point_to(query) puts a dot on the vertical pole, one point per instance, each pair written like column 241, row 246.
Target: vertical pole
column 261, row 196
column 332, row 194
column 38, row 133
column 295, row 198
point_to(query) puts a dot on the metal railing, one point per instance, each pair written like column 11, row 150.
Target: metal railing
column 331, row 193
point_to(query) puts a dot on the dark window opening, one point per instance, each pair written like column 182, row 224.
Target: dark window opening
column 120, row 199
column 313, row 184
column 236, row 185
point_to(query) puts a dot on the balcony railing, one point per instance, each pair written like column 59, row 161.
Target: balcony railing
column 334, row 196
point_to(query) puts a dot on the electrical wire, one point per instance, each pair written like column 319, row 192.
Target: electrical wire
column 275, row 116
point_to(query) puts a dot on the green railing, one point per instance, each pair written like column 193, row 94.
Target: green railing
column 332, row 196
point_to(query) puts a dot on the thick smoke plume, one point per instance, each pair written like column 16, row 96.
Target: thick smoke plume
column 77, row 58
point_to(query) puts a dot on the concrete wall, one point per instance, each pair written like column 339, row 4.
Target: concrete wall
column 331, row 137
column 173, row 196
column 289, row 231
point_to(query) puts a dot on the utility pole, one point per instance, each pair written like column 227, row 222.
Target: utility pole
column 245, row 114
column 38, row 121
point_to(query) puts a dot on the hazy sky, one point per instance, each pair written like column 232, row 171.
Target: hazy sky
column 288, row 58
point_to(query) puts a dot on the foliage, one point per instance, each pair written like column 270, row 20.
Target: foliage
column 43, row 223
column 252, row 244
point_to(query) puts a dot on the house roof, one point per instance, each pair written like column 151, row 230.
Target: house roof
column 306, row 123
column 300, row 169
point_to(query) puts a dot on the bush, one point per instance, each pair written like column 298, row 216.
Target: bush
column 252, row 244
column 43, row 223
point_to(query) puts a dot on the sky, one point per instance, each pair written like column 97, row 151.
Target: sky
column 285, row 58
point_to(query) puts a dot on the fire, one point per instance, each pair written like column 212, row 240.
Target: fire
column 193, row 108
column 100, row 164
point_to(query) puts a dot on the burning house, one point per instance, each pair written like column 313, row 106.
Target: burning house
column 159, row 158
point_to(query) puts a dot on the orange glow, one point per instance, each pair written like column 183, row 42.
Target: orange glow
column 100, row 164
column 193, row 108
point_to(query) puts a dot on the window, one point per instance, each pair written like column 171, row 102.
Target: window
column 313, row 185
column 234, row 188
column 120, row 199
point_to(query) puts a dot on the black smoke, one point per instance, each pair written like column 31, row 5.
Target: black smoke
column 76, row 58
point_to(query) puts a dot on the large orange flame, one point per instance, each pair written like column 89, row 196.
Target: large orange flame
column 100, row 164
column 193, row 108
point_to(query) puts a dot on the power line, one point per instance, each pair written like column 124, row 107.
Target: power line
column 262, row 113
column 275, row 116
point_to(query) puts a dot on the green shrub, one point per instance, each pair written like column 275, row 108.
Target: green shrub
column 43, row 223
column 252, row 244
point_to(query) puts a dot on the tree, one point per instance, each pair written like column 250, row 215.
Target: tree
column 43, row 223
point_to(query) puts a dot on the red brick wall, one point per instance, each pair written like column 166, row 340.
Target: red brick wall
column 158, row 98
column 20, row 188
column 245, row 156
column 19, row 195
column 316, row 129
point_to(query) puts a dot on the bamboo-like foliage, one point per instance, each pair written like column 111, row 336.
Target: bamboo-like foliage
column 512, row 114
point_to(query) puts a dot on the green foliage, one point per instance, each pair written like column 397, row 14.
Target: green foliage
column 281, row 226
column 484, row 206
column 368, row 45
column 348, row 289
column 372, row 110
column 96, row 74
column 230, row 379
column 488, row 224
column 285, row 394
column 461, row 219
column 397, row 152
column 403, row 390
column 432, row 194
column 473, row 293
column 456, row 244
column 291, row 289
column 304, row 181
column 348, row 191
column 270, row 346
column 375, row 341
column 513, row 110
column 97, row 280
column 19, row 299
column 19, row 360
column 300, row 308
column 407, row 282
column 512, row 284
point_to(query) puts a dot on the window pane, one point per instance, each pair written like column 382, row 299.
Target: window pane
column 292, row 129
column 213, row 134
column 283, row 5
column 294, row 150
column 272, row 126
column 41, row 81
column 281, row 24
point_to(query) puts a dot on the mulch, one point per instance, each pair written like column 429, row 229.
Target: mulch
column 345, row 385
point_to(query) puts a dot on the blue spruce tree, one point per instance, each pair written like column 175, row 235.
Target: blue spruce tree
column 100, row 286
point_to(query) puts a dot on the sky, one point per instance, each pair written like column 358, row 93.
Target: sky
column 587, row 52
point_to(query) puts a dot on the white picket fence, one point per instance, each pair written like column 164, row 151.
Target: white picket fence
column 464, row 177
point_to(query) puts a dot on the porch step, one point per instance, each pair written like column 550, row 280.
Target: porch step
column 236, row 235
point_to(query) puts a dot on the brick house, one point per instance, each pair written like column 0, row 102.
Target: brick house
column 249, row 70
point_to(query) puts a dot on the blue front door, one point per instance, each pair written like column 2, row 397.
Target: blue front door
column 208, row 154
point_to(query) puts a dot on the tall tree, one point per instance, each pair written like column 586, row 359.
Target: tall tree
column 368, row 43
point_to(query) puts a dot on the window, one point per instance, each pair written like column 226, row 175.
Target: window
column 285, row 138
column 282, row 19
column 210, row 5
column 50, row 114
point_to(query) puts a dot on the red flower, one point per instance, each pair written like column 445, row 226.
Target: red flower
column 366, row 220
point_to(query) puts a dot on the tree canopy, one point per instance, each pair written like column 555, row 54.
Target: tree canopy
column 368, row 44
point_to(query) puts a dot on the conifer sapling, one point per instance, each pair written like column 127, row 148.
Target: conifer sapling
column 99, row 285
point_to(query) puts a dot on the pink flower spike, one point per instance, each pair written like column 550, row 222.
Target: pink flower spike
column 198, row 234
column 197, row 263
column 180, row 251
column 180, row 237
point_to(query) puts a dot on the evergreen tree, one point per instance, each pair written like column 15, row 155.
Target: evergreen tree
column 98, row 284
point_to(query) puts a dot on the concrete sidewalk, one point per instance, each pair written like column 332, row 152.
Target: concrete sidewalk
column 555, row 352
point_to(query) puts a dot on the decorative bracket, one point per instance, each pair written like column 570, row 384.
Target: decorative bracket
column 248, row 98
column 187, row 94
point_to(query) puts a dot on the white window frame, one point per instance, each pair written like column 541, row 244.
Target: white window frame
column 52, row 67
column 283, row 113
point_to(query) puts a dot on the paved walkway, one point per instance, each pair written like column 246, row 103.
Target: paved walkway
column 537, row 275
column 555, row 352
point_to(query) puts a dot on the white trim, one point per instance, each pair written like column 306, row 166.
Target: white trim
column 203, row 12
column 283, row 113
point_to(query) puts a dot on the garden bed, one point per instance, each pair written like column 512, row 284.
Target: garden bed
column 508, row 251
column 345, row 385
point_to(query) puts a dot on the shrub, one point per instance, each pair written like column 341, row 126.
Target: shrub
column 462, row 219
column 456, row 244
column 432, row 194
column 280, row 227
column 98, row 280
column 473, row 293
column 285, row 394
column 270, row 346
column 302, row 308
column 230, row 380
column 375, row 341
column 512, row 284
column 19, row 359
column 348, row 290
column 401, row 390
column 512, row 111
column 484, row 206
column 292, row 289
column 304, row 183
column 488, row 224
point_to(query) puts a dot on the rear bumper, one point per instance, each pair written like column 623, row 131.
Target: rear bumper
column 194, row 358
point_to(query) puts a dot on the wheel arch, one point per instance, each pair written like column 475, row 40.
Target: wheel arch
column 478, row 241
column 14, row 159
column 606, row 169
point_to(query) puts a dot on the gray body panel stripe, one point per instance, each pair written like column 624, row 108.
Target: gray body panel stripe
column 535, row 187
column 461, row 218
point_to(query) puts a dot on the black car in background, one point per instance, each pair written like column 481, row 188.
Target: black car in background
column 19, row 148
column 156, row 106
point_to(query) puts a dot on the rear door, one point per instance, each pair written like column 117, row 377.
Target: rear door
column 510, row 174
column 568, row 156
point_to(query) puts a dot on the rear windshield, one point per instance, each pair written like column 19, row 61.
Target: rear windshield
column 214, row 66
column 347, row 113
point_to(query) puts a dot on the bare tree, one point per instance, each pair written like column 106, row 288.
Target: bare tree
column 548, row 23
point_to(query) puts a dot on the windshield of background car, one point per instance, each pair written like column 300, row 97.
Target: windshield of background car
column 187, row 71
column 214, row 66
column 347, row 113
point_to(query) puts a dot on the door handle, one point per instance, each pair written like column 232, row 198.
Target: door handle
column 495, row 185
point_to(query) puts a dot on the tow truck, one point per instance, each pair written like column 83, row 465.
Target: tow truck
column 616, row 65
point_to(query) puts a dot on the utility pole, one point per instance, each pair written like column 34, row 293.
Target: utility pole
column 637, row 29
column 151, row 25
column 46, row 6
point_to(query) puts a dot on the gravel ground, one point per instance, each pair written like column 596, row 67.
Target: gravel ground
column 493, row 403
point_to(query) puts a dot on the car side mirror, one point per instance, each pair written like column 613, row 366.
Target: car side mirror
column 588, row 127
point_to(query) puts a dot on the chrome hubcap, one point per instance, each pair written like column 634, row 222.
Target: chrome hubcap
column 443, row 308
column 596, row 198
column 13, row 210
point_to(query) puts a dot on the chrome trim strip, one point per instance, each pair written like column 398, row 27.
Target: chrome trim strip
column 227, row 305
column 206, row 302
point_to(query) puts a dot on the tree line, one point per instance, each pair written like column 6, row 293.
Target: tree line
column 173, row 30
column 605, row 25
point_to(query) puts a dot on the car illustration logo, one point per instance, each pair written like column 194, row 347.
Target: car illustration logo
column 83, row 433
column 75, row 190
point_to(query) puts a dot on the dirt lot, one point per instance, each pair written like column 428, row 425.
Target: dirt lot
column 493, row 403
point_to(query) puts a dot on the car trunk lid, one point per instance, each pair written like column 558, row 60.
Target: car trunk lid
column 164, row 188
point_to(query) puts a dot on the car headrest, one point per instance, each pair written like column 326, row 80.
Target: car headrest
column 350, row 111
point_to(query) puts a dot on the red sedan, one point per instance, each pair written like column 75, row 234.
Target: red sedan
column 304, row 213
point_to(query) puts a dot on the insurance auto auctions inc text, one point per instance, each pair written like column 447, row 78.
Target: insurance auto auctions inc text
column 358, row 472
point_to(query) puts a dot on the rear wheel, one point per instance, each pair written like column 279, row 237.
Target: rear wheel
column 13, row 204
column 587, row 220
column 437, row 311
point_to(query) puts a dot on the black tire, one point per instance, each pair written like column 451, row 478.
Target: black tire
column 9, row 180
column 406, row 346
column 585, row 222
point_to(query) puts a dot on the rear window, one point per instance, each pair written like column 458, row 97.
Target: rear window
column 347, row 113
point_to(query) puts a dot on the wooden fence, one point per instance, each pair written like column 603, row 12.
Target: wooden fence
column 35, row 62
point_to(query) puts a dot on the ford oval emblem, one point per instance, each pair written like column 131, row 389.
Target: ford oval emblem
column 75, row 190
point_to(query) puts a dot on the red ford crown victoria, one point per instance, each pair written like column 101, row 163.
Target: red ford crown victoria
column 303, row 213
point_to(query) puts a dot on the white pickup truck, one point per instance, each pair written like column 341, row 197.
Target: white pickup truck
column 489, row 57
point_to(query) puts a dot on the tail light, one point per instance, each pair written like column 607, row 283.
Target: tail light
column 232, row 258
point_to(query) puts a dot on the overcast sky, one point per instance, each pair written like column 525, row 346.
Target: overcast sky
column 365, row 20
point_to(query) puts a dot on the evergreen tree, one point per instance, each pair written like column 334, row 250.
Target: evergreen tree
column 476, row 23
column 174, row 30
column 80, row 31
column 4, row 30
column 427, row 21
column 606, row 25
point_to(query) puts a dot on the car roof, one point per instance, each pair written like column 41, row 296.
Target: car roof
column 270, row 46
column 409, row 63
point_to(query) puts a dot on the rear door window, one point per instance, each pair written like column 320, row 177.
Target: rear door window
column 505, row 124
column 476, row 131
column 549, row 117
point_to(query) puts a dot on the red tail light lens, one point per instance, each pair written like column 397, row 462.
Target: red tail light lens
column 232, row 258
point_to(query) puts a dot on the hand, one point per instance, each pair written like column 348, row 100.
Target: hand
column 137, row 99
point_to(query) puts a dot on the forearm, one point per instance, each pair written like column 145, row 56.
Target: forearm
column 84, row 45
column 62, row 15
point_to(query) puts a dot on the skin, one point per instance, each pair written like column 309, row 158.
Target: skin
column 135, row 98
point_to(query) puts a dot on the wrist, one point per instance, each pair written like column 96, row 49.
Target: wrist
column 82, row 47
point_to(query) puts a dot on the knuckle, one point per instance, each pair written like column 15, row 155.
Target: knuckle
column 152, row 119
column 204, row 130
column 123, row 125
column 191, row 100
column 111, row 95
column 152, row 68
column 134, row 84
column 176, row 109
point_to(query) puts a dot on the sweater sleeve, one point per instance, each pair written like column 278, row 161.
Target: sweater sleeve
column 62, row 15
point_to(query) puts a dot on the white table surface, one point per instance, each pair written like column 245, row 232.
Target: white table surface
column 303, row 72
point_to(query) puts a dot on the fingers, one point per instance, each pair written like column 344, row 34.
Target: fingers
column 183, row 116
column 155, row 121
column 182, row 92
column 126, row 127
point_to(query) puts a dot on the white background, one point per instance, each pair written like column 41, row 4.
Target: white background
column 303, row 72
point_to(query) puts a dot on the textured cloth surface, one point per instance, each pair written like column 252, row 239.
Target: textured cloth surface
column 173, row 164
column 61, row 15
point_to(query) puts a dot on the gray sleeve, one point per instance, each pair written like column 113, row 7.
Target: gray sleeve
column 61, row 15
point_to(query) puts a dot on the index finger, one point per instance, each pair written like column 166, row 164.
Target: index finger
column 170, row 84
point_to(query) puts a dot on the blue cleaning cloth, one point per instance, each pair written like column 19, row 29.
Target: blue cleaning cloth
§ §
- **SET PROBLEM**:
Could you pull out the stretch of items from the line containing "point_to(query) puts a dot on the blue spruce" through the line containing "column 368, row 44", both ends included, and reproduce it verbatim?

- **COMPLETED TASK**:
point_to(query) puts a dot on the blue spruce tree, one point per instance, each pair written like column 175, row 235.
Target: blue spruce tree
column 100, row 286
point_to(query) puts a dot on the sky, one point per instance, each pair written like column 358, row 93.
Target: sky
column 587, row 52
point_to(query) puts a dot on the white picket fence, one point per instance, each pair written like column 164, row 151.
Target: white picket fence
column 464, row 177
point_to(query) puts a dot on the porch step, one point per instance, each pair written like column 550, row 280.
Target: porch step
column 236, row 235
point_to(query) puts a dot on the brick house, one point per instance, each pair written like column 0, row 102.
Target: brick house
column 249, row 70
point_to(query) puts a dot on the blue front door, one point per instance, each pair written like column 2, row 397.
Target: blue front door
column 208, row 154
point_to(query) puts a dot on the tall tree, one point per instance, each pair written like column 586, row 359.
Target: tall tree
column 368, row 43
point_to(query) puts a dot on the window, one point per instance, each pair written like column 226, row 175.
Target: window
column 285, row 138
column 282, row 19
column 210, row 5
column 50, row 114
point_to(query) puts a dot on the red flower, one point per instance, each pair written like column 445, row 226.
Target: red flower
column 366, row 220
point_to(query) puts a dot on the tree canopy, one point per instance, each pair written like column 555, row 54.
Target: tree canopy
column 368, row 44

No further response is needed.